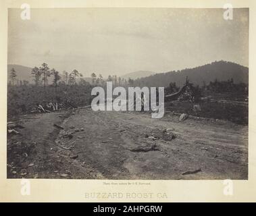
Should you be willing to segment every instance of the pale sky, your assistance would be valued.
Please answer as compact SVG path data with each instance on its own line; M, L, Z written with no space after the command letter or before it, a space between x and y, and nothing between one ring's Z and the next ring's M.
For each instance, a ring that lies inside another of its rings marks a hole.
M9 9L8 63L105 77L249 65L248 9L234 9L232 20L223 9L32 9L30 20L21 11Z

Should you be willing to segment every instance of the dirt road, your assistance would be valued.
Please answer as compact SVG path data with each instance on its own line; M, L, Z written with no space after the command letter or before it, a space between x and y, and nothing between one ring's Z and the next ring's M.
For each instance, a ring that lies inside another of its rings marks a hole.
M22 135L8 138L7 178L247 178L248 127L228 122L83 109L20 124Z

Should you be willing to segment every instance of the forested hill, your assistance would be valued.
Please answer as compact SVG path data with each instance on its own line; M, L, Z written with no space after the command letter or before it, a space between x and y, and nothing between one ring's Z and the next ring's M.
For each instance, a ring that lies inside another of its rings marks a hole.
M185 82L186 77L195 85L203 86L210 81L224 81L233 79L234 83L248 84L249 69L235 63L220 61L203 66L180 71L156 74L134 80L134 86L168 86L170 82L176 82L181 86Z

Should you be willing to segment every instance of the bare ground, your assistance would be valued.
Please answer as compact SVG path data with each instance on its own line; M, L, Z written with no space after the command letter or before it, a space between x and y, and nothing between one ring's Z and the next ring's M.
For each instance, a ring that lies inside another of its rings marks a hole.
M248 127L229 122L81 109L16 122L24 128L8 137L9 178L248 178Z

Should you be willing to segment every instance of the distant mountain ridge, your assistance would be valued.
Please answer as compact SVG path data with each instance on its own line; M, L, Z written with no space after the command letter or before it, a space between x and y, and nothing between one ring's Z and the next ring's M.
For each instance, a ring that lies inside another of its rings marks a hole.
M33 78L31 74L32 68L16 64L7 65L8 80L9 80L9 74L11 68L14 68L16 72L18 80L28 80L30 82L32 82L33 81Z
M155 74L155 72L150 72L150 71L145 71L145 70L139 70L137 72L126 74L125 75L121 76L122 78L124 78L126 80L128 80L129 78L131 78L132 80L136 80L138 78L141 78L143 77L149 76L151 75Z
M20 65L9 64L7 65L8 80L11 68L17 73L17 79L28 80L33 83L31 75L32 68ZM134 86L168 86L172 82L181 86L184 84L186 77L196 85L203 86L215 79L224 81L233 79L234 83L249 83L249 68L235 63L219 61L194 68L184 69L178 71L172 71L165 73L156 74L149 71L138 71L125 74L121 78L128 80L129 78L135 80ZM91 82L91 78L84 77L84 79ZM49 83L51 83L50 81Z
M176 82L182 86L188 76L195 85L203 86L215 80L234 80L234 83L249 83L249 68L235 63L219 61L202 66L178 71L156 74L134 80L134 86L168 86L170 82Z

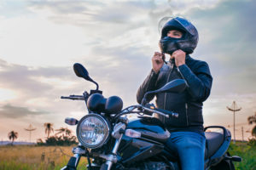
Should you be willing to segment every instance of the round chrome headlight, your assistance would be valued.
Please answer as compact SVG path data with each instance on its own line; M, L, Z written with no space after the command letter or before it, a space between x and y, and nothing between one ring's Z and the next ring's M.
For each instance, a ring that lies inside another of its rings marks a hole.
M100 115L86 115L78 124L77 136L84 146L90 149L99 148L109 136L109 124Z

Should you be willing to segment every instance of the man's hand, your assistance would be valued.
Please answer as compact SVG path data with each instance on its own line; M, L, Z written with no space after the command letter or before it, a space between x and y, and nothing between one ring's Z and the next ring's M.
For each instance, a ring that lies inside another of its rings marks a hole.
M152 57L152 69L155 73L158 73L164 65L162 56L162 54L159 52L154 52L154 54Z
M176 66L179 66L185 64L186 53L181 49L176 50L172 53L171 59L175 59Z

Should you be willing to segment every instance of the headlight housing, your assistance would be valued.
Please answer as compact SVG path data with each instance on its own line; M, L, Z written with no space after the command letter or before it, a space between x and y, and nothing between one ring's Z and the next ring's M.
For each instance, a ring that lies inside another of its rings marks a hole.
M79 121L77 136L79 142L86 148L99 148L108 139L109 127L109 123L102 116L89 114Z

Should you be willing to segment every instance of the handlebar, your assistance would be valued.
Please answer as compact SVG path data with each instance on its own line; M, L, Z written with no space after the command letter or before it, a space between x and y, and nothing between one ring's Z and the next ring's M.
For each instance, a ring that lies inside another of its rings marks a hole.
M170 116L172 116L174 118L178 117L178 113L174 113L172 111L169 111L166 110L155 108L155 106L154 105L146 105L145 106L142 105L131 105L125 110L123 110L123 111L120 113L120 115L125 115L125 114L128 114L128 113L137 113L136 111L135 112L133 111L134 109L137 109L137 110L143 111L144 114L150 115L150 116L153 113L156 113L156 114L161 115L166 118L169 118Z
M172 116L175 118L177 118L178 117L178 113L174 113L172 111L169 111L169 110L163 110L163 109L158 109L158 108L155 108L154 110L158 110L158 111L160 111L162 113L165 113L166 115L169 115L169 116Z
M73 100L85 100L84 96L83 95L69 95L69 96L61 96L62 99L73 99Z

--------

TO BE DONE:
Copy every one of the records above word for word, leaving out the pictures.

SOLUTION FOR THIS EXERCISE:
Should you be willing to segment every instance of the pale sky, your assistance would be valued.
Please answer as compact SVG path data with each instance on its own line; M, L, Z written with no space after the command letter or before it, a space between x and y, and nothing between one ring's Z and the next ring's M.
For each instance, a ring that lies inside another of its rings marks a hole.
M9 9L8 63L105 77L249 65L248 9L234 9L232 20L223 9L32 9L30 20L21 11Z

Should you be willing to segment every instance of the dirt road, your assistance would be valued.
Please answer as compact SVG path data with each instance on its own line; M, L, Z written with no space after the command letter or before it, a space between x and y, and nothing between one ring's Z and the next ring's M.
For each instance, a ring that lies inside another of its rings marks a hole.
M22 135L8 138L7 178L247 178L248 127L228 122L83 109L20 124Z

Should you be willing to segment every instance of the forested hill, your assistance would be valued.
Please answer as compact SVG path data with each instance on its own line; M, L, Z written with no space after the command letter or before it, a space between x and y, and nothing between one ring's Z and the next ring's M.
For each instance, a ring that lies inside another of its rings marks a hole.
M185 82L186 77L195 85L203 86L210 81L224 81L233 79L234 83L248 84L249 69L235 63L220 61L203 66L180 71L156 74L134 80L134 86L168 86L170 82L176 82L181 86Z

Should you be willing to segment every instance of the bare ground, your assistance would be valued.
Please answer as compact SVG path data with each instance on its own line; M, L, Z written with no space after the command letter or before it, a space between x and y, and nothing between one ring's Z and the next ring's M.
For each instance, a ring that lies inside another of its rings marks a hole.
M248 127L229 122L81 109L16 122L24 128L8 137L9 178L248 178Z

Should you be willing to segment every instance of the distant mountain ridge, your assistance would be valued.
Please answer as compact SVG path data with each instance on its own line; M, L, Z written with no space after the command letter or before it, a space between x and y, and nothing between one ring's Z and the next ring's M.
For each instance, a ring that lies inside another of its rings marks a hole.
M33 78L31 74L32 68L16 64L7 65L8 80L9 80L9 74L11 68L14 68L16 72L18 80L28 80L30 82L32 82L33 81Z
M155 74L155 72L150 72L150 71L145 71L145 70L139 70L137 72L126 74L125 75L121 76L122 78L124 78L126 80L128 80L129 78L131 78L132 80L136 80L138 78L141 78L143 77L149 76L151 75Z
M20 65L9 64L7 65L8 80L11 68L17 73L17 79L28 80L33 83L31 75L32 68ZM134 86L168 86L172 82L181 86L184 84L186 77L196 85L203 86L215 79L224 81L233 79L234 83L249 83L249 68L235 63L219 61L194 68L184 69L178 71L172 71L165 73L156 74L149 71L138 71L125 74L121 78L128 80L129 78L135 80ZM91 82L91 78L84 77L84 79ZM49 83L51 83L50 81Z
M176 82L182 86L188 76L195 85L203 86L215 80L234 80L234 83L249 83L249 68L235 63L219 61L202 66L178 71L156 74L134 80L134 86L168 86L170 82Z

Should you be willing to segment every instance of the round chrome headlight, your assistance would be valued.
Please answer as compact SVG path data with each instance on its own line; M, L, Z written with no space after the command letter or before it, a space between x and y, and nothing between one ring's Z and the next ring's M.
For each instance, a ring that lies inside another of its rings marks a hole.
M100 115L86 115L78 124L77 136L84 146L90 149L99 148L109 136L109 124Z

Should you be willing to segment every instance of the man's hand, your assistance would be valued.
Please answer as compact SVG path data with each instance on its own line; M, L, Z written with no space after the command letter or before it, a space between x and y, and nothing between one ring's Z and the next ring's M.
For each instance, a ring that lies inside another of its rings marks a hole.
M152 57L152 69L155 73L158 73L164 65L162 56L162 54L159 52L154 52L154 54Z
M176 66L179 66L185 64L186 53L181 49L176 50L172 53L171 59L175 59Z

Should you be willing to segment every instance of the headlight housing, your assistance would be valued.
Please answer as compact SVG path data with each instance on its own line; M, L, Z written with no space after the command letter or before it, a space between x and y, and nothing between one ring's Z and the next ring's M.
For each instance, a ring that lies inside another of its rings marks a hole.
M79 121L77 136L79 142L86 148L99 148L108 139L109 127L109 123L102 116L89 114Z

Should you be willing to segment every instance of the handlebar, your assistance would be valued.
Please answer as compact SVG path data with each instance on its own line; M, L, Z written with no space after the command letter or before it, a space between x and y, and nothing between one ring's Z and the next ring's M.
For each instance, a ring that lies inside another of its rings marks a hole.
M170 116L172 116L174 118L178 117L178 113L174 113L172 111L169 111L166 110L155 108L155 106L154 105L146 105L145 106L142 105L131 105L125 110L123 110L123 111L120 113L120 115L125 115L125 114L128 114L128 113L137 113L136 111L135 112L133 111L134 109L137 109L137 110L143 111L144 114L150 115L150 116L153 113L156 113L156 114L161 115L166 118L169 118Z
M172 116L175 118L177 118L178 117L178 113L174 113L172 111L169 111L169 110L163 110L163 109L158 109L158 108L155 108L154 110L158 110L158 111L160 111L162 113L165 113L166 115L169 115L169 116Z
M73 100L85 100L84 96L83 95L69 95L69 96L61 96L62 99L73 99Z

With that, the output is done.